**Exercise directions**
Search the records for the string "chimney" and report how many lines contain it, with nothing else.

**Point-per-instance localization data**
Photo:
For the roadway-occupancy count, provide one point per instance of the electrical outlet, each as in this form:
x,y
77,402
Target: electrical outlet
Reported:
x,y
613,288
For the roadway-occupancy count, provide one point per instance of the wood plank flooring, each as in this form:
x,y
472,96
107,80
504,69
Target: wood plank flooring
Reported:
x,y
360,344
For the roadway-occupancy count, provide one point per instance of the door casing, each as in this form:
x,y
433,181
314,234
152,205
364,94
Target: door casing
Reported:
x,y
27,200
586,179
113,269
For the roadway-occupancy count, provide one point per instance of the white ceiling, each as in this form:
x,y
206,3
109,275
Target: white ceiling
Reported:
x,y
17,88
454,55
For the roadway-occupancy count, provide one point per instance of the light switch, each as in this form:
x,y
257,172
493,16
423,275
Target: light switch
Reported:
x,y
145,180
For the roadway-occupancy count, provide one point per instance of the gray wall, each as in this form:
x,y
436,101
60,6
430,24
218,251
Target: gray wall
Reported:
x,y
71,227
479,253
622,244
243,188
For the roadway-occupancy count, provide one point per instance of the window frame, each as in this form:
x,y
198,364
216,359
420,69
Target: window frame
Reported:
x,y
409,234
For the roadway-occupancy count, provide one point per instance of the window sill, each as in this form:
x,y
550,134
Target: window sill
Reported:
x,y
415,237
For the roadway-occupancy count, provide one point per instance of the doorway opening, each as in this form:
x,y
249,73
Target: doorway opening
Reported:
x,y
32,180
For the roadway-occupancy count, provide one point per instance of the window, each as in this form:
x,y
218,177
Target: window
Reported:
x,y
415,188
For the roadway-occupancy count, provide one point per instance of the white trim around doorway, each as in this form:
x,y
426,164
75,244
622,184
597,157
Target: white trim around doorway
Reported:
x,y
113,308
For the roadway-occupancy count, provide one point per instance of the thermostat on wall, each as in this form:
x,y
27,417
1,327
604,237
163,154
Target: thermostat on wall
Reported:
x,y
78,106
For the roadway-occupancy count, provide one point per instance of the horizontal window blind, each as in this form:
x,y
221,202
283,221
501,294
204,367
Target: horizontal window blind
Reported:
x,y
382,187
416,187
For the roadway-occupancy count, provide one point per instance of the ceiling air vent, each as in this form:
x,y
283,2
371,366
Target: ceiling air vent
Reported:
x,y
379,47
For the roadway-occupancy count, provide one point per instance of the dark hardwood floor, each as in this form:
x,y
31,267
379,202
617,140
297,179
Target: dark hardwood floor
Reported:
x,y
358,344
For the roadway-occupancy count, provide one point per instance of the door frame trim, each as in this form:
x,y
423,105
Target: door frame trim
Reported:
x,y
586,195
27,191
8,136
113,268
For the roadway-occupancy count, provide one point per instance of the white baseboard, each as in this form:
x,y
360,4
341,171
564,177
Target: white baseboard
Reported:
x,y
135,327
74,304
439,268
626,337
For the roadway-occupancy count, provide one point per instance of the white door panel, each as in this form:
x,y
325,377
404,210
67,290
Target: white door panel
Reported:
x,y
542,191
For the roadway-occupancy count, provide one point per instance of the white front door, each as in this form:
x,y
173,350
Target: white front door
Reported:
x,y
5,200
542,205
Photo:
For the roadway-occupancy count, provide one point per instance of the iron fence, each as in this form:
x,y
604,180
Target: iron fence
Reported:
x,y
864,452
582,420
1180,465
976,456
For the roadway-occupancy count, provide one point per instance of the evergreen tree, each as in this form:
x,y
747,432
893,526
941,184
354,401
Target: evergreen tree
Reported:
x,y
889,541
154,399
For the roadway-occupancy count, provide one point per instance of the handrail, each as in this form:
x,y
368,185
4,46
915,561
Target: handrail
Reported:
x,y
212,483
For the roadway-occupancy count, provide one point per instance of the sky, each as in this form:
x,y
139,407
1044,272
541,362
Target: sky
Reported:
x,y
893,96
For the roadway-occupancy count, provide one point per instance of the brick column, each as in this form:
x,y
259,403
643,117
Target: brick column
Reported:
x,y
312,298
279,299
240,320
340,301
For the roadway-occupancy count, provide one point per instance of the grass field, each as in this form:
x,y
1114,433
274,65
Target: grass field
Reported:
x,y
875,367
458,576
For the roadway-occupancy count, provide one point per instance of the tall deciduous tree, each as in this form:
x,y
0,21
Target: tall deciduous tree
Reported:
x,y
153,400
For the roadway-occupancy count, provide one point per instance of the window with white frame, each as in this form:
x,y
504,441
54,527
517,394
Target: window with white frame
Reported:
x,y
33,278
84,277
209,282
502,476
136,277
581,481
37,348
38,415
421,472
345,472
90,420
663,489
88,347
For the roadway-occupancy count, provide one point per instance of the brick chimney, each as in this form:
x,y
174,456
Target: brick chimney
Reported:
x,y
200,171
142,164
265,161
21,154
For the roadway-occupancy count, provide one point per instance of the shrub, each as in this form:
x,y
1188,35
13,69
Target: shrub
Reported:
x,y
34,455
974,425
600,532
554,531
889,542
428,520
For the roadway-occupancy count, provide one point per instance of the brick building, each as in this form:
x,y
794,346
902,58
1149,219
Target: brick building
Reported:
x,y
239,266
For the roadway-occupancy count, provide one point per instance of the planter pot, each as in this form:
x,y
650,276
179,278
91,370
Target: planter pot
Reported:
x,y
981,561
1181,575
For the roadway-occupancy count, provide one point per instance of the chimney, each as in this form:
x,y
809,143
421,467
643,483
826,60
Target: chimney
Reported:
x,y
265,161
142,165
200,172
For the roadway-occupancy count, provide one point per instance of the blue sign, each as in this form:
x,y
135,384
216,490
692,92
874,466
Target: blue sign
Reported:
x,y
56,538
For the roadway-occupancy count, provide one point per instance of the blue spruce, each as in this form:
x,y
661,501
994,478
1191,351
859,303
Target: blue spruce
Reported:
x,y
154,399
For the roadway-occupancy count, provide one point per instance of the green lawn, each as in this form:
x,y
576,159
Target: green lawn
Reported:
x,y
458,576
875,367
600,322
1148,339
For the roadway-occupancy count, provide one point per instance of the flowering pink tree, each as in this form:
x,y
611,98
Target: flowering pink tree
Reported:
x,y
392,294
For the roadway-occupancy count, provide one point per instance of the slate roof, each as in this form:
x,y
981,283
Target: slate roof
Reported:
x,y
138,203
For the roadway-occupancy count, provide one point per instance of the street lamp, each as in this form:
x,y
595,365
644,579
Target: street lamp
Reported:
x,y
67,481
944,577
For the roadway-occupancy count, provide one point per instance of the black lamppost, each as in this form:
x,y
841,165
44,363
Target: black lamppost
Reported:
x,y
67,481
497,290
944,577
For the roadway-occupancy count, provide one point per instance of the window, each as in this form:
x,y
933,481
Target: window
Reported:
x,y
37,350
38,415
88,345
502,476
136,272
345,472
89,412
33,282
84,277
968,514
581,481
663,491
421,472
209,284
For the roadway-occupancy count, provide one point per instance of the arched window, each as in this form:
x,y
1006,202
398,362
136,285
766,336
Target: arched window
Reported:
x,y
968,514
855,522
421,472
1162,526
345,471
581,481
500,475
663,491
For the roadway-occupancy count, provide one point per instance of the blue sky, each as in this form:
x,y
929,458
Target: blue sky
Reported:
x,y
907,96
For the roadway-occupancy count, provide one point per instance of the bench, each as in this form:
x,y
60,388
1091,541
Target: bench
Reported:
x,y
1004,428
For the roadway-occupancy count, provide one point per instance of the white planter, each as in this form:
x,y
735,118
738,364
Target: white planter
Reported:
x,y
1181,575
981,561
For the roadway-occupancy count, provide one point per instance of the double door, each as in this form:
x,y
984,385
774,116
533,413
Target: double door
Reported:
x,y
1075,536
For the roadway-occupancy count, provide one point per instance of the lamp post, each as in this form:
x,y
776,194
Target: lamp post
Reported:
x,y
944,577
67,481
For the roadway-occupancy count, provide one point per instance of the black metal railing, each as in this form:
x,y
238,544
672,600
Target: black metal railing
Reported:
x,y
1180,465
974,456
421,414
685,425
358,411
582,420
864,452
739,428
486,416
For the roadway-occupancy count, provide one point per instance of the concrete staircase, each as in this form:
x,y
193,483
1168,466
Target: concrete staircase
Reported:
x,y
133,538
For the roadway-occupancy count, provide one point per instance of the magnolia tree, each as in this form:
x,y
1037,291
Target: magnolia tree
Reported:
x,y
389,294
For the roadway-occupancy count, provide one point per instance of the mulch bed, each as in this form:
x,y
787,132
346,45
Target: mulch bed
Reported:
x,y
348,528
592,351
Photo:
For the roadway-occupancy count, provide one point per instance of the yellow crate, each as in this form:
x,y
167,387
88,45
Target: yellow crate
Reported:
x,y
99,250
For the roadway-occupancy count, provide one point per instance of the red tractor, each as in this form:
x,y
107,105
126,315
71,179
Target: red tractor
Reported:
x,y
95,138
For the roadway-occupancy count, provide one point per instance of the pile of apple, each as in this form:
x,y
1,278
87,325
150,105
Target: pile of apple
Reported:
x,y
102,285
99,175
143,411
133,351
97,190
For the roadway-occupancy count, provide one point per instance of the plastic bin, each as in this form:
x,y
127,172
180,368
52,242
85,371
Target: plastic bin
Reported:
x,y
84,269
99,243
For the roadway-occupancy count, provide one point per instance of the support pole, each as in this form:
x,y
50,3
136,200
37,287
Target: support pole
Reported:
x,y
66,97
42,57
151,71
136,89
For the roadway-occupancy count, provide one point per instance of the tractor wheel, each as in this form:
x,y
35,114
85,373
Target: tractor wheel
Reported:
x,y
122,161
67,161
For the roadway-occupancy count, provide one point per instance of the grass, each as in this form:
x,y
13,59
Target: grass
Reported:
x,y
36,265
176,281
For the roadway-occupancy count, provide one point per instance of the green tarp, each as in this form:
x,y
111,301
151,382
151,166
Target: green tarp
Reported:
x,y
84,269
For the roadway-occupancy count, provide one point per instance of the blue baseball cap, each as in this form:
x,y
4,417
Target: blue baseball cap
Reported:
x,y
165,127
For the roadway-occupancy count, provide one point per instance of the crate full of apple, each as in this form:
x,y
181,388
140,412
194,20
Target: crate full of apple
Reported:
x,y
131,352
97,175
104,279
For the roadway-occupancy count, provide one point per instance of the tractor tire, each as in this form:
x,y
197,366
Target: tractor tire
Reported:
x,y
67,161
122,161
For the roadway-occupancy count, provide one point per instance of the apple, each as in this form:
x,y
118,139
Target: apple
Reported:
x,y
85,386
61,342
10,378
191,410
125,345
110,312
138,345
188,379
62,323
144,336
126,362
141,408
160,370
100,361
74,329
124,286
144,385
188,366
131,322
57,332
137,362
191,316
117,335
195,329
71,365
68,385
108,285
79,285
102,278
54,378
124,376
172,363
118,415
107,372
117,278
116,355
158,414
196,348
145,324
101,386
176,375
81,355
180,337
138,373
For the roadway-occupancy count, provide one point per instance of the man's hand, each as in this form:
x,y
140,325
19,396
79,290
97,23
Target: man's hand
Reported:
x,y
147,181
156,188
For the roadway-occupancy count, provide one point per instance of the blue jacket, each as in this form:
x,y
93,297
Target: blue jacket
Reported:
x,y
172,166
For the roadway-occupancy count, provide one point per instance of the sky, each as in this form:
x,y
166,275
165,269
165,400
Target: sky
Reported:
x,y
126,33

**Your solution**
4